◆ Provided material:
##############################

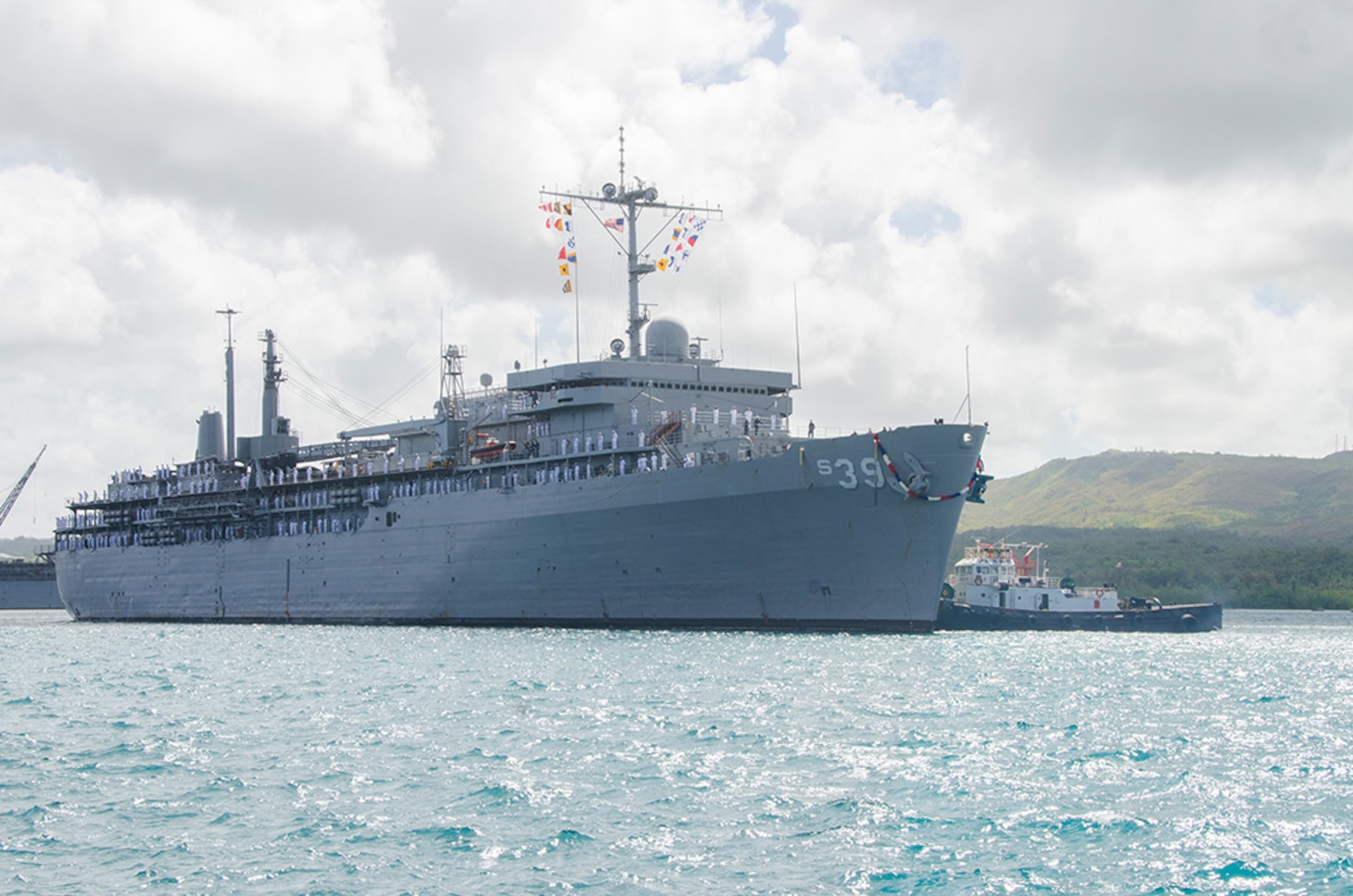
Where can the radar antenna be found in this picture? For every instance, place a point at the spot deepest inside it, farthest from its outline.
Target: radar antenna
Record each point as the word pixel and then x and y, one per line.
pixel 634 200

##############################

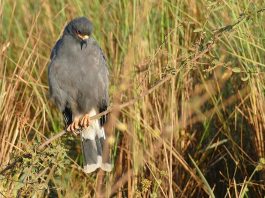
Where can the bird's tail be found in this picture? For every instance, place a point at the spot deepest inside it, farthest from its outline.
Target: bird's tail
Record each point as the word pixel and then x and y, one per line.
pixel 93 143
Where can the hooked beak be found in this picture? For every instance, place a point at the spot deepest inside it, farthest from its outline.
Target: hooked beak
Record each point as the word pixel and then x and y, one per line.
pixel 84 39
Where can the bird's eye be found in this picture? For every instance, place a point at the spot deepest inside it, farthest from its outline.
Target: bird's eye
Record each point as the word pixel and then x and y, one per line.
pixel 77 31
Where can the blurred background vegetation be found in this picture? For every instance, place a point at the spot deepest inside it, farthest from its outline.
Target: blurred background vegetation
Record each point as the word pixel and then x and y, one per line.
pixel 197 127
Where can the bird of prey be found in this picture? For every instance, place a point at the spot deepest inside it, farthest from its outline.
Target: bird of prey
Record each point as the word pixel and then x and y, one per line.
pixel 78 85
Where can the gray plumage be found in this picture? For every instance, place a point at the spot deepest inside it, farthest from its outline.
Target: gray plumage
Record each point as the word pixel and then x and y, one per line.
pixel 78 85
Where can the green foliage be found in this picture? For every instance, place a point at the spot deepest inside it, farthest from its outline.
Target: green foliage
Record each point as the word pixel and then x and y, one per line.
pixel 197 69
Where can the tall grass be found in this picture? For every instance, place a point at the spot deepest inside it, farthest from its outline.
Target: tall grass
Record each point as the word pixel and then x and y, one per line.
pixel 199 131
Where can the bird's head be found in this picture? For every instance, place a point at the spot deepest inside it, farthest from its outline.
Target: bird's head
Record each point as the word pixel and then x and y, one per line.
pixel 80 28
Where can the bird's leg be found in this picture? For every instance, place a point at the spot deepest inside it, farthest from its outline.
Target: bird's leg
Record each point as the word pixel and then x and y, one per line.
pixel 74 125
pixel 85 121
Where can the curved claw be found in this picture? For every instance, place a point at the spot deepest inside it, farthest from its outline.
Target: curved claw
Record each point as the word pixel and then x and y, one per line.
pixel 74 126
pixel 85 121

##############################

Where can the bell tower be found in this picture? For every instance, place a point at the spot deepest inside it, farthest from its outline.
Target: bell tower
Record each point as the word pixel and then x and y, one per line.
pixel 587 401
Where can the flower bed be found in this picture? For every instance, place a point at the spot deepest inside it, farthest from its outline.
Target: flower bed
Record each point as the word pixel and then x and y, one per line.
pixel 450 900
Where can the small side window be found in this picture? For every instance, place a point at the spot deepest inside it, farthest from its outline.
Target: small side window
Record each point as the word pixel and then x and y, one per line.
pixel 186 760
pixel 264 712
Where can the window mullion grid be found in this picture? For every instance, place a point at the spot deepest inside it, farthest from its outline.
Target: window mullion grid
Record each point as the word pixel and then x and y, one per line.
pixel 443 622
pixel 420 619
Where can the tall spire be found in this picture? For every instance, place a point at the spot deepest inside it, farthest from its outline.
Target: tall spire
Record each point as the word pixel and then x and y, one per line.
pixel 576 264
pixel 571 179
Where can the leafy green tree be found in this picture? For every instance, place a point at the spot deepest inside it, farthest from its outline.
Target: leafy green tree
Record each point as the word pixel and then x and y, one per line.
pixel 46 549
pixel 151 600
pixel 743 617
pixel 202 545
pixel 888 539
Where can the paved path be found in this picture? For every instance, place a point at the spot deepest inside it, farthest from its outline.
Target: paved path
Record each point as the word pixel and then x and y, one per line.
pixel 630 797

##############################

◆ What you need to do: Could you rewrite the lines, beginning at the line that has "Where can the bird's eye" and stopping after the one that has "pixel 77 31", and copy all of them in full? Scale only the point coordinates in the answers by 2.35 and round them to whole numbers, with halves rounding up.

◆ Correct answer:
Where can the bird's eye be found in this picture? For every instance, place a point at the spot deepest inside it, farthest from its outline.
Target: bird's eye
Record each point as the word pixel and then x and y, one per line.
pixel 181 73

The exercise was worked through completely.